Task to complete: Go through the entries below and print, exactly, the lines starting at the one with "Target: red and white striped lighthouse" and ending at the one with "Target: green shed", keeping both ends and no others.

Records shown:
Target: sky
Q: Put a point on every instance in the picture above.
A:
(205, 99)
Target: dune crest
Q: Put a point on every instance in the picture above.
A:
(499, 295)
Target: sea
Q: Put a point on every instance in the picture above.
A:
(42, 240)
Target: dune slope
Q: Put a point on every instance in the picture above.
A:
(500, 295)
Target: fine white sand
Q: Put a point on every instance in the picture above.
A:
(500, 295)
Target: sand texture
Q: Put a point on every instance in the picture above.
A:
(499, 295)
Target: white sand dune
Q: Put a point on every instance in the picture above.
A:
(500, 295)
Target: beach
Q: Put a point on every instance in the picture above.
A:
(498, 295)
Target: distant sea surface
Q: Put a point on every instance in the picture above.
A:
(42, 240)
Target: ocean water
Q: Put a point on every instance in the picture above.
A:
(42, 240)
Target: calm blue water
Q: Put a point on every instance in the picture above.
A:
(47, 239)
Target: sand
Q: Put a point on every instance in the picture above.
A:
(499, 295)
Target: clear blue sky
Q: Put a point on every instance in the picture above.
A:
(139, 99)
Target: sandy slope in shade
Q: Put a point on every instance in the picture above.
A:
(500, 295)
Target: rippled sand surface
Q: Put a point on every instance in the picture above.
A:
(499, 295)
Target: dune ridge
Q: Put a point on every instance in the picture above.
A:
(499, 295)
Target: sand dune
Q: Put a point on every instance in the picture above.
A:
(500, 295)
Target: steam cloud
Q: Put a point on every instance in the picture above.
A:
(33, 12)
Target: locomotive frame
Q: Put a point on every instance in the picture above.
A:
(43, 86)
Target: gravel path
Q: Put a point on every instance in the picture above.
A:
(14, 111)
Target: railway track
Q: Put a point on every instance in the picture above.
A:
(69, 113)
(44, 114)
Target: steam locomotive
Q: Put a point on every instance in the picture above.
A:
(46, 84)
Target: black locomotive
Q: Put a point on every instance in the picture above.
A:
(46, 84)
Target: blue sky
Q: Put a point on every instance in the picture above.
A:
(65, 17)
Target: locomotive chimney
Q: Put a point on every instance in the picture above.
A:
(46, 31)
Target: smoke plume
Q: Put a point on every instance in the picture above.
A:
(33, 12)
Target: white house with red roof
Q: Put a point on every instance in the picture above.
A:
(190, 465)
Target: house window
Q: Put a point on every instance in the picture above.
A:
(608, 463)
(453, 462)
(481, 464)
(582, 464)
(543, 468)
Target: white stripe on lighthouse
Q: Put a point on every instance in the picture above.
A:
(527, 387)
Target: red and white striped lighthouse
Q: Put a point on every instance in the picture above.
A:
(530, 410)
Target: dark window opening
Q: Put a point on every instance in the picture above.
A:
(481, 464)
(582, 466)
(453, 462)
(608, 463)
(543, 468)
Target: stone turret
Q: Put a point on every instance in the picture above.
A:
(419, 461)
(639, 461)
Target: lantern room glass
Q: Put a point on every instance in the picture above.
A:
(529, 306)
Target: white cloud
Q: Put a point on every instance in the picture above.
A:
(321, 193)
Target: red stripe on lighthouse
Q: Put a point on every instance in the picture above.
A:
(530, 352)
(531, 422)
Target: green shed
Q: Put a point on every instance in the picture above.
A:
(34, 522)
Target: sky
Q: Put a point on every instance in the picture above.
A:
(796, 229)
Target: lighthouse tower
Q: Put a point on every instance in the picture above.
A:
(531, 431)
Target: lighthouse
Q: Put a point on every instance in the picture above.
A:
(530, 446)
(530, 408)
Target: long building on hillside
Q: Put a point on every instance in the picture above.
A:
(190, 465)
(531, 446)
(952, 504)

Written solution:
Target: red and white striped lighthouse
Q: Put a point on every instance in the picture above.
A:
(530, 410)
Target: dark window opening
Q: Put a point on every instance in the picture above.
A:
(481, 464)
(582, 466)
(453, 462)
(608, 463)
(543, 468)
Target: stone turret
Q: Put a point on every instance in the picture above.
A:
(419, 461)
(639, 461)
Target: lantern room glass
Q: Put a point on every instance in the picture above.
A:
(529, 306)
Target: white cloud
Q: Put a point on every instance in the picture above.
A:
(321, 193)
Target: red stripe on lighthouse
Q: Put a point on every instance in the picture above.
A:
(530, 352)
(531, 422)
Target: green shed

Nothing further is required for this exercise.